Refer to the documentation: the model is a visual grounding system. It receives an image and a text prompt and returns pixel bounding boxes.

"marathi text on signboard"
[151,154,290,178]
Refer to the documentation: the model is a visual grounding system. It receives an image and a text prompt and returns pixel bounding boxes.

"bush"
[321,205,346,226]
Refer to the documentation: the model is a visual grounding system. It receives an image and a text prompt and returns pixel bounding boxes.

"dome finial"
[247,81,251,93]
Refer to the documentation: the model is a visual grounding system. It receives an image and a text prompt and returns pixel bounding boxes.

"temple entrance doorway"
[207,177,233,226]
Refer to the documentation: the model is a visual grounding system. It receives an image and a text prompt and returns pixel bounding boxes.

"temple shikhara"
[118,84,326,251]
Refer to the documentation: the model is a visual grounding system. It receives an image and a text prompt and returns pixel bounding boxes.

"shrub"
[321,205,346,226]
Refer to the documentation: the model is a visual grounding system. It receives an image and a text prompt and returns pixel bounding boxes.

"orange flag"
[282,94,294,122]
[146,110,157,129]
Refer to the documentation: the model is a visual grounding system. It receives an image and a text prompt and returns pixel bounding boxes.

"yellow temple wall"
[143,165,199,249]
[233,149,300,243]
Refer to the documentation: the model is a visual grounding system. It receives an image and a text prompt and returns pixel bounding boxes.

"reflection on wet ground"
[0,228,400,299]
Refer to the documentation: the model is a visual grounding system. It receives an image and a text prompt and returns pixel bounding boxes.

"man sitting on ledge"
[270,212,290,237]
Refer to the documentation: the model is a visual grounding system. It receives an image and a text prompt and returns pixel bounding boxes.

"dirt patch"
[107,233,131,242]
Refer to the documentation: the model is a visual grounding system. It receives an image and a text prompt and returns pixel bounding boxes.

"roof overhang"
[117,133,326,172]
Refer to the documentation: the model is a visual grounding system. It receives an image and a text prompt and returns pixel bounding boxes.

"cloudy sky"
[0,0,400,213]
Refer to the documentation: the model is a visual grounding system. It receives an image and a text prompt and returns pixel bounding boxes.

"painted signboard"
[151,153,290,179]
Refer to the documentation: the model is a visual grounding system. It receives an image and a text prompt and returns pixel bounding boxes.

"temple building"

◆ What is needed ◆
Convert the lines above into a Markdown table with the columns "No." and "Line". Give each non-blank line its own row, numbered in order, and leave out blank lines.

◆ Result of this exercise ◆
| No. | Line |
|---|---|
| 1 | Refer to the documentation: the model is a visual grounding system. It receives an image and a text prompt and returns pixel bounding boxes. |
| 2 | "marathi text on signboard" |
| 3 | [151,154,290,178] |
| 4 | Refer to the documentation: the model is a visual grounding system. It receives an image and a text prompt and returns pixel bounding boxes. |
| 5 | "bush" |
| 6 | [321,205,346,226] |
| 7 | Refer to the documentation: the model is a visual grounding system. It receives an image and a text prompt and returns pixel bounding boxes. |
| 8 | "dome finial" |
| 9 | [247,81,251,93] |
| 10 | Refer to the documentation: the model is a visual grounding system. It receives an image and a text prompt and returns pixel bounding boxes. |
| 11 | "temple entrance doorway" |
| 12 | [207,177,233,226] |
| 13 | Refer to the documentation: the model is a visual grounding system. It receives an image and a text prompt and returns pixel bounding boxes. |
| 14 | "temple shikhara" |
| 15 | [118,84,326,251] |
| 16 | Refer to the documentation: the model is a visual grounding system. It receives an image and a text prompt and returns pixel bounding boxes. |
| 17 | "shrub" |
| 18 | [321,205,346,226] |
| 19 | Refer to the documentation: the model is a visual grounding system. It receives an image and a text prompt and returns pixel bounding boxes. |
| 20 | "orange flag" |
| 21 | [282,94,294,122] |
| 22 | [146,110,157,129] |
| 23 | Refer to the documentation: the model is a visual grounding system. It receives an image and a text prompt and returns pixel bounding boxes. |
| 24 | "yellow temple wall" |
| 25 | [143,165,199,249] |
| 26 | [233,149,300,243] |
| 27 | Refer to the documentation: the model is a visual grounding system. It receives an image and a text prompt and returns pixel bounding boxes. |
| 28 | "reflection on wet ground" |
| 29 | [0,228,400,299] |
| 30 | Refer to the documentation: the model is a visual grounding system. It receives an image and a text prompt and returns pixel bounding boxes. |
| 31 | "man sitting on ledge" |
| 32 | [270,212,290,237] |
| 33 | Refer to the documentation: the model is a visual grounding system. It receives an image and a text prompt and returns pixel bounding boxes. |
| 34 | "dirt patch" |
| 35 | [107,233,131,242] |
| 36 | Refer to the documentation: the model is a visual grounding system. It receives an image and a text prompt and returns pixel bounding boxes. |
| 37 | "roof overhang" |
| 38 | [117,133,326,172] |
| 39 | Refer to the documentation: the model is a visual grounding system. It receives an image and a text prompt and returns pixel bounding boxes. |
| 40 | "cloudy sky" |
| 41 | [0,0,400,213] |
| 42 | Refer to the documentation: the model is a visual grounding system. It receives an image and a text prompt and returns pixel bounding boxes. |
| 43 | "painted signboard" |
| 44 | [151,153,290,179] |
| 45 | Refer to the documentation: the model is a visual grounding system. It receives an image and a text prompt and returns pixel bounding boxes. |
| 46 | "temple building" |